__Point-per-instance localization data__
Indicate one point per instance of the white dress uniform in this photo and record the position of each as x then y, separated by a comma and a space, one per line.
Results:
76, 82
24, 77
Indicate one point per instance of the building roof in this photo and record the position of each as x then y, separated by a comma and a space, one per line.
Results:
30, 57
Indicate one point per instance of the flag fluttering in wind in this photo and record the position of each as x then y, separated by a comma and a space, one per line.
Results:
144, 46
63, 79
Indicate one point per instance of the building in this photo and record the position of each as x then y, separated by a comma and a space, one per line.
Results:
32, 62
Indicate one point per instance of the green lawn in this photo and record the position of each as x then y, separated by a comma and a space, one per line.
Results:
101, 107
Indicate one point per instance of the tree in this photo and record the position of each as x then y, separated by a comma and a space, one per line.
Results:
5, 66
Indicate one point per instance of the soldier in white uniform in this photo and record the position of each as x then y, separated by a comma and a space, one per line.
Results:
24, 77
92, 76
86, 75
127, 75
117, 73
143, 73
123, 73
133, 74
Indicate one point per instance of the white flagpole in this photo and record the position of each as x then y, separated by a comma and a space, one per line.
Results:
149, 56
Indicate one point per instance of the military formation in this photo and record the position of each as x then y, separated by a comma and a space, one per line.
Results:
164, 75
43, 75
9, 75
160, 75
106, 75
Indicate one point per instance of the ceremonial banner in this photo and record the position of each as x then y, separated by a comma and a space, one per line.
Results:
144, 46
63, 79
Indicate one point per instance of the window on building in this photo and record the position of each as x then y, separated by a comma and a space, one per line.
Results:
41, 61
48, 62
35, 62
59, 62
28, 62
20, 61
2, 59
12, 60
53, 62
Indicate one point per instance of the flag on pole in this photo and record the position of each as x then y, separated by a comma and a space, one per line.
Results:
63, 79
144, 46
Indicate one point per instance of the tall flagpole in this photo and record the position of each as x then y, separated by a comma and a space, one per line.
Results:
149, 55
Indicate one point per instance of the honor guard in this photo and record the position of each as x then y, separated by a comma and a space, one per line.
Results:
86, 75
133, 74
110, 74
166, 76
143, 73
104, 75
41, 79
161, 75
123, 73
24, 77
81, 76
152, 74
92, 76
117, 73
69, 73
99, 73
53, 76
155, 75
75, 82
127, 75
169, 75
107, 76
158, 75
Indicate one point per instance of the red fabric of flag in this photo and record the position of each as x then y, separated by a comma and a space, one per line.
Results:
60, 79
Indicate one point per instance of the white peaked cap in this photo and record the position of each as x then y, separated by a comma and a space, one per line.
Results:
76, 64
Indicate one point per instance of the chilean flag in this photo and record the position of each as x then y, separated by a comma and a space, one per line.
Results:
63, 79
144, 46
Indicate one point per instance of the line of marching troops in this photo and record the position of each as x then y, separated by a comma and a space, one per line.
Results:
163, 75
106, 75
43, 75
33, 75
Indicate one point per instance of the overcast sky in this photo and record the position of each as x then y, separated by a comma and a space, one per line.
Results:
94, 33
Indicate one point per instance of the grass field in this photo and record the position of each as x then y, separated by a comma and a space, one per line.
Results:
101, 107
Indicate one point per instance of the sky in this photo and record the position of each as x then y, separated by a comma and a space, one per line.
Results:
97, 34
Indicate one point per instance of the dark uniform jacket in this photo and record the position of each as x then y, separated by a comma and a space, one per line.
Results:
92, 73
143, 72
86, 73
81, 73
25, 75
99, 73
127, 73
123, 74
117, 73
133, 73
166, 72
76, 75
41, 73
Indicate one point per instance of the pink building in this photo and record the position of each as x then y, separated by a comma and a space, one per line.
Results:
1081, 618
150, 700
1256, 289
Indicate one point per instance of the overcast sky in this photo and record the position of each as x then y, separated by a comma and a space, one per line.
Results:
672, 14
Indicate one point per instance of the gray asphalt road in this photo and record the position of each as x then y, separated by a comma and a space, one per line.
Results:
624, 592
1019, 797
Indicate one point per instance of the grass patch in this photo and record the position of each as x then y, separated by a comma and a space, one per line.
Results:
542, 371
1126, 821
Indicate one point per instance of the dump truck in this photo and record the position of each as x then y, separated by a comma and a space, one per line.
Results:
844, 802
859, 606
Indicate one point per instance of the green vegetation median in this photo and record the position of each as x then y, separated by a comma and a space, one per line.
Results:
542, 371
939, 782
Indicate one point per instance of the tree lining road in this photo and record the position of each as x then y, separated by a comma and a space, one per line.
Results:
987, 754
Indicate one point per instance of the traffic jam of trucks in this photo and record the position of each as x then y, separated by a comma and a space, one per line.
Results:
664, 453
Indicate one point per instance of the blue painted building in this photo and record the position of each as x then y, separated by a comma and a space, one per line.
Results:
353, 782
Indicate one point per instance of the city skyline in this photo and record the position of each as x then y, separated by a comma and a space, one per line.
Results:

__Your task__
Retype each of the records, word for word, with nothing added or dropped.

__Exercise result__
Indicate one point per instance of the white dress uniform in this photo and record the position of each as x then y, separated by a comma and a space, one per line.
Results:
76, 82
24, 77
Indicate one point per instance of the building roof in this photo and record the position of each as x then y, separated by a comma and a space, one per line.
Results:
30, 57
Indicate one point per instance of the flag fluttering in wind in this photo and record the position of each as x then y, separated by a comma and a space, one per line.
Results:
144, 46
63, 79
Indicate one point per instance of the building in this photo and record the position of each as x then y, separated by a comma and a space, one per line.
Results:
32, 62
Indicate one point per instance of the green lawn in this photo and record the position of each as x then y, separated by a comma and a space, one per line.
Results:
101, 107
Indicate one point per instance of the tree in this photo and record the position of each as x then y, separated by a comma and a space, one per line.
Results:
5, 66
Indicate one point per instance of the soldier in white uniform in this photo and record the position of each as x then y, separated by a comma and a space, one per line.
Results:
24, 77
92, 76
86, 75
127, 75
117, 73
143, 73
123, 73
133, 74
Indicate one point per instance of the white flagpole in this photo and record the position of each as x then y, separated by a comma and a space, one per line.
Results:
149, 56
Indicate one point per instance of the military formation in this photo and record the position of each as x then y, separated by a comma and a space, one per line.
Results:
164, 75
43, 75
9, 75
160, 75
106, 75
Indicate one point per instance of the ceremonial banner in this photo and record the position of each as x then y, separated by a comma and a space, one per line.
Results:
144, 46
63, 79
Indicate one point per instance of the window on building in this photo and record the position of each as x then y, separated by a comma and a space, one per line.
Results:
41, 61
48, 62
35, 62
59, 62
28, 62
20, 61
2, 59
12, 60
53, 62
Indicate one point per instance of the flag on pole in this photo and record the position of each as x then y, separated by a comma and a space, one per line.
Results:
63, 79
144, 46
Indicate one point per instance of the tall flagpole in this photo and record the position of each as x then y, separated by a comma and a space, one per line.
Results:
149, 55
Indicate one point per instance of the honor guard in this photo and record the position of each as x then y, separated by a comma and a space, one per line.
Results:
86, 75
133, 74
110, 74
166, 76
143, 73
104, 75
41, 79
161, 75
123, 73
24, 77
81, 76
152, 74
92, 76
117, 73
69, 73
99, 73
53, 76
155, 75
75, 82
127, 75
169, 75
107, 76
158, 75
Indicate one point per instance of the red fabric of flag in this photo and record the position of each as x then y, separated by a comma and a space, one per line.
Results:
60, 79
Indicate one point per instance of the white peaked cap in this photo and record the position of each as x then y, separated by a comma and a space, one per line.
Results:
76, 64
Indicate one point per instance of the chilean flag in this photo and record the position of each as x then y, separated by a comma and a space, one per line.
Results:
63, 79
144, 46
Indicate one point per instance of the line of marching troops in this photo and record the position of each as x then y, separated by a comma and a space, one per line.
Results:
163, 75
106, 75
43, 75
33, 75
Indicate one point per instance of the overcast sky in this photo and record the position of each as x then y, separated by a comma and a space, one per line.
Results:
94, 33
Indicate one point per instance of the grass field in this photo and record the position of each as x then y, separated by a comma and a space, one per line.
Results:
101, 107
Indicate one point per instance of the sky in this photo and record the position of each as x then y, separated by a comma and a space, one per line.
Results:
97, 34
Indicate one point per instance of the dark uniform jacket in this photo and record the position of each as x then y, separated by a comma and a space, one per line.
Results:
92, 73
143, 72
86, 73
81, 73
25, 75
99, 73
127, 73
123, 74
117, 73
133, 73
166, 72
76, 75
41, 73
Indicate one point per instance of the pink building in this photo and record the position of each as x then y, separated by a comma and a space, one per line.
Results:
1081, 618
150, 700
1256, 289
Indicate one point per instance of the overcast sky in this photo and record the position of each as x then y, separated by a comma and a space, one per line.
Results:
672, 14
Indicate one point per instance of the gray asphalt road in this photo and record the position of each as x then y, separated by a comma and a space, one per line.
Results:
624, 592
1019, 797
Indicate one point per instance of the grass patch in this photo and record the position of each as x then y, separated by a comma and a space, one per line.
Results:
542, 371
1126, 821
Indicate one point per instance of the dump truck in this photo and record the position of each as x then y, separated by a comma and a space, one per line.
Results:
844, 802
859, 606
Indicate one point per instance of the green vegetation median in this photo and record the position of each as x then y, separated by a comma and a space, one per line.
Results:
542, 371
939, 782
Indicate one point per instance of the tree lining road in this photo and record the position of each as x then y, separated by a comma and a space, one per line.
Results:
987, 754
Indicate one point per instance of the traffic jam of trucks in this photo and record the position of each as x then y, separated by a comma and a space, one per line.
Results:
664, 453
Indicate one point per instance of the blue painted building in this photo and record the position of each as x then y, separated by a comma and a space, one per line.
Results:
353, 782
Indicate one point per instance of the city skyline in this photo and record the position of each as x then y, separated by a comma and a space, one per line.
Results:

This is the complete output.